Work order: Nothing but the lines below between the line holding "- **Find**: the window pane" and the line holding "- **Find**: the brick apartment building", inclusive, should appear in the answer, each set down exactly.

[[ Records supplied, beginning ]]

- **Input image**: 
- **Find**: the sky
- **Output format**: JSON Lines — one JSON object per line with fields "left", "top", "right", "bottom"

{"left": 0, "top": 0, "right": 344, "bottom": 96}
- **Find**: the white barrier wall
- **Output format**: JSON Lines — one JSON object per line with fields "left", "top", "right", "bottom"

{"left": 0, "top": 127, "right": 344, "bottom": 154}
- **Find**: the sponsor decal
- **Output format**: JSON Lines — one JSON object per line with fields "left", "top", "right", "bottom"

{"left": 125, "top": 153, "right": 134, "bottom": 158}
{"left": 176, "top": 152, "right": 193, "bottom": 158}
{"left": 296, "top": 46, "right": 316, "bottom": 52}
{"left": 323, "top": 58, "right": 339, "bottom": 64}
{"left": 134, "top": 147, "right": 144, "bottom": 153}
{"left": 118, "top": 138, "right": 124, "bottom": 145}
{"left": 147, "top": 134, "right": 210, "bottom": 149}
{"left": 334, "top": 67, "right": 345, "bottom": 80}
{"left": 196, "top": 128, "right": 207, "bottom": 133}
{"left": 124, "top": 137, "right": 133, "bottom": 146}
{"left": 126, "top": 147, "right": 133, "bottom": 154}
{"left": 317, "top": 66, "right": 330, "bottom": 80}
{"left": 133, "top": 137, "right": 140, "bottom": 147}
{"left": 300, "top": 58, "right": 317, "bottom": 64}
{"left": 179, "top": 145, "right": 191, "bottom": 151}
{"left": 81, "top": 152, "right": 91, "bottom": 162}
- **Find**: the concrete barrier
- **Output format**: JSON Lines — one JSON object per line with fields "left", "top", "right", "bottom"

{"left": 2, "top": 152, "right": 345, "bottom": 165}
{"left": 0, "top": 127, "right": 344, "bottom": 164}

[[ Records supplied, end ]]
[[ Records supplied, beginning ]]

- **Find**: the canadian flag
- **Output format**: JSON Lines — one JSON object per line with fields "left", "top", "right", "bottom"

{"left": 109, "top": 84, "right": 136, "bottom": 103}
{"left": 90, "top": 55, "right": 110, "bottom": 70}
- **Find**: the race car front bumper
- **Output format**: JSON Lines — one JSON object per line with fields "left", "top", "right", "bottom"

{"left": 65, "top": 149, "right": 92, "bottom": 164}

[[ Records supplied, end ]]
[[ Records supplied, beginning ]]

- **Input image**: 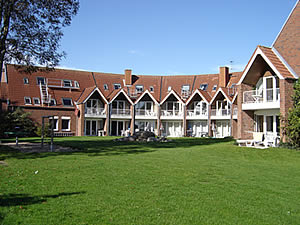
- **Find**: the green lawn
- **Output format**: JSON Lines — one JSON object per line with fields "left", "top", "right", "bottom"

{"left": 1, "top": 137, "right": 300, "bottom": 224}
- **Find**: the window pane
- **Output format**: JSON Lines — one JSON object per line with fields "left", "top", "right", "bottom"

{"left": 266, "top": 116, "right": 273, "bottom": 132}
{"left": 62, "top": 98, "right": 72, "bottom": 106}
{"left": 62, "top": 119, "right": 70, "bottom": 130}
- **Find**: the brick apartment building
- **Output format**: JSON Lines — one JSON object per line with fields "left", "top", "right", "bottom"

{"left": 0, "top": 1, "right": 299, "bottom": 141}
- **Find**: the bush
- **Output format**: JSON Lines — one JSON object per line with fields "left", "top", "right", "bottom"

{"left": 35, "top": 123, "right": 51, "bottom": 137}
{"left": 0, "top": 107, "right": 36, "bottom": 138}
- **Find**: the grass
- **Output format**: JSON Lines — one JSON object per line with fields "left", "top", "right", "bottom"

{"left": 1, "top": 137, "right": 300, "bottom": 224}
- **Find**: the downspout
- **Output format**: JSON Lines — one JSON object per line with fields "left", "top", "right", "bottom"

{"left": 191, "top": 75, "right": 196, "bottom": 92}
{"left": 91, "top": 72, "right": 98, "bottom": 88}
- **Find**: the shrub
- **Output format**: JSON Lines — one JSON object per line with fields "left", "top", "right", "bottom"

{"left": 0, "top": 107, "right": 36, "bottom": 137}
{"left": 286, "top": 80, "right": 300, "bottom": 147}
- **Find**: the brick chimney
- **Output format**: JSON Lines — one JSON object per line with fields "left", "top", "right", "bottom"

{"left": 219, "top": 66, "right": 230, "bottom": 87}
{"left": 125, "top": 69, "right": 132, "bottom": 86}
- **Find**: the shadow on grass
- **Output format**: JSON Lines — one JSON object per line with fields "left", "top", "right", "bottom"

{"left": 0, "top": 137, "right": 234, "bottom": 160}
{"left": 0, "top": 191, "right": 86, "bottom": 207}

[[ Records supplied, end ]]

Answer to this exercise:
- **Find**: the window pane
- **Output format**: JSON Lines — one JSON object per line with fields "left", "top", "right", "bottom"

{"left": 266, "top": 116, "right": 273, "bottom": 132}
{"left": 62, "top": 98, "right": 72, "bottom": 106}
{"left": 62, "top": 119, "right": 70, "bottom": 130}
- **Find**: the brick apartment building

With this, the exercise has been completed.